(Point localization data)
• • • • • • •
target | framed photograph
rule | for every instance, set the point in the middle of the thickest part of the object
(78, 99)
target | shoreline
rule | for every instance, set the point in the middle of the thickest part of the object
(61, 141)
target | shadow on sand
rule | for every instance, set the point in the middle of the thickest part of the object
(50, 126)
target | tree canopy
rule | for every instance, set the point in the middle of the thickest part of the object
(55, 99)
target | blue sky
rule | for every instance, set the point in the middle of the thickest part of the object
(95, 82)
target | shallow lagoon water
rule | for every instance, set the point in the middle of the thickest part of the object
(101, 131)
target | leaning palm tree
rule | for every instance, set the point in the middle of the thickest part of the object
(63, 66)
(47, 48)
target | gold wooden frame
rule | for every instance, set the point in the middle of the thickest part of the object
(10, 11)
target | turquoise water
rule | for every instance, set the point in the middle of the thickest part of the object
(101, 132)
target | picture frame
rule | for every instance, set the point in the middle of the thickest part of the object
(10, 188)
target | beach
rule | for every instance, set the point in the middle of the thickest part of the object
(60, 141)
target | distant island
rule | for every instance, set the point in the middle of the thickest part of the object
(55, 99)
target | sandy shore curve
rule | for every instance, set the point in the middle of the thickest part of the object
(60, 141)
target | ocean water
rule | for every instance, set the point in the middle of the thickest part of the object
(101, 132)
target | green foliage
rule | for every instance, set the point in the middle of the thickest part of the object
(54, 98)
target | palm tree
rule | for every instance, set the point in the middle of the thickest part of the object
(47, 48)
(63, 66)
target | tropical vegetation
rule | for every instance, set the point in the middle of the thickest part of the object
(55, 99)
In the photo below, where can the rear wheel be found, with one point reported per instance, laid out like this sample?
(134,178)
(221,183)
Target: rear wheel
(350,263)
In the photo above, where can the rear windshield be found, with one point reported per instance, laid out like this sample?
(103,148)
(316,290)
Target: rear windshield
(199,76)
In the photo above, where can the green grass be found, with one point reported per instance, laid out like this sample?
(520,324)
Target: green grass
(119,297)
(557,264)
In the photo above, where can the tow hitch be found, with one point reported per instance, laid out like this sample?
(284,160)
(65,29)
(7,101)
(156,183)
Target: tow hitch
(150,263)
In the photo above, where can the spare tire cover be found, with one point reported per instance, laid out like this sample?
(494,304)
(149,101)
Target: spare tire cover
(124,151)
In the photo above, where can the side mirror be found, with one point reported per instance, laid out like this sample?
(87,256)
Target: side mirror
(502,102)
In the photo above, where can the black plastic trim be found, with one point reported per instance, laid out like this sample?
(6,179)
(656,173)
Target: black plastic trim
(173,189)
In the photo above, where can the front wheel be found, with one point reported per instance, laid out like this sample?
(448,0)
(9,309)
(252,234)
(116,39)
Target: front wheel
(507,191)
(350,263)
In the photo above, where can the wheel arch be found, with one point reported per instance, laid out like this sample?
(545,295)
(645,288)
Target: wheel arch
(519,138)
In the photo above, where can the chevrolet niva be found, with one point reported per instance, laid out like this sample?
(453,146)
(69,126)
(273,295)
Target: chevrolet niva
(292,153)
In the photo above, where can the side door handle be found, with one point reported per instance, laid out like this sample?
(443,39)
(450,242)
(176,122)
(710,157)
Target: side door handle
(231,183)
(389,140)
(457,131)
• • • • • • •
Exercise description:
Reproduce, word for word, all of the entries above.

Answer section:
target | framed photograph
rule | for every instance, set the point in the middle of the thickest part of the object
(78, 99)
target | shoreline
rule | for every instance, set the point in the middle of the thickest part of the object
(61, 141)
target | shadow on sand
rule | for every instance, set the point in the middle of the thickest part of the object
(50, 126)
target | tree canopy
rule | for every instance, set the point in the middle of the thickest part of the object
(55, 99)
target | blue sky
rule | for every instance, set the point in the middle of the thickest part of the object
(95, 82)
target | shallow lagoon water
rule | for every instance, set the point in the middle of the thickest part of the object
(101, 131)
target | leaning palm tree
rule | for every instance, set the point in the middle of the thickest part of the object
(63, 66)
(47, 48)
target | gold wooden frame
rule | for every instance, set the point in the middle of the thickest part of the object
(10, 11)
target | turquoise water
rule | for every instance, set the point in the middle of the thickest part of the object
(101, 132)
target | picture frame
rule | for every instance, set the point in the middle of the thickest part of the object
(10, 188)
target | beach
rule | for every instance, set the point in the middle of the thickest part of the object
(60, 141)
target | distant island
rule | for every instance, set the point in the middle of the thickest part of the object
(55, 99)
target | sandy shore curve
rule | for every instance, set the point in the middle of the thickest part of the object
(60, 141)
target | ocean water
rule | for every instance, set the point in the middle of the thickest part of the object
(101, 132)
target | green foliage
rule | for every instance, set the point in the middle of the thickest part of the object
(54, 98)
target | palm tree
rule | for every instance, set the point in the middle of the thickest part of the object
(47, 48)
(63, 66)
target | tropical vegetation
rule | for every instance, set the point in the middle of the thickest part of the object
(55, 99)
In the photo below, where can the rear wheel be found, with one point reported per instance, laid out like this sample?
(134,178)
(221,183)
Target: rear wheel
(350,263)
In the photo above, where can the rear windshield be found, with one point reported per instance, laid out like this sample?
(103,148)
(316,290)
Target: rear windshield
(199,76)
In the photo above, where can the green grass be found, with one point reported per instance, laid out like this sample?
(520,324)
Target: green grass
(119,297)
(557,264)
In the photo above, where can the tow hitch be found, with one point reported per instance, laid out like this sample?
(284,160)
(65,29)
(7,101)
(156,183)
Target: tow hitch
(150,263)
In the photo above, where can the spare tire cover be found, with one point reported per instance, laid out like this sample?
(494,304)
(149,101)
Target: spare tire cover
(124,151)
In the photo above, where can the side mirror be found, with one point reported per instance, laid out like this sample?
(87,256)
Target: side mirror
(502,102)
In the photo above, where can the black plastic trim be found, with one point reported per instance, laid out like this sample?
(6,179)
(656,173)
Target: black plastic trim
(173,189)
In the photo above, where can the front wheel be found, with one point reported per instance, laid out like this sample?
(448,0)
(9,309)
(252,234)
(116,39)
Target: front wheel
(507,191)
(350,263)
In the photo above, where can the wheel arch be found, with one point reported per instance, laid out like this sample?
(545,295)
(645,288)
Target: wheel arch
(519,138)
In the photo above, where can the chevrolet niva be found, with one point reported per instance, laid out like this sample?
(453,146)
(69,126)
(273,295)
Target: chevrolet niva
(292,153)
In the photo above, where can the side door handle be found, with one point reported per instance, laid out like this sample?
(443,39)
(450,242)
(176,122)
(710,157)
Target: side door handle
(231,183)
(389,140)
(457,131)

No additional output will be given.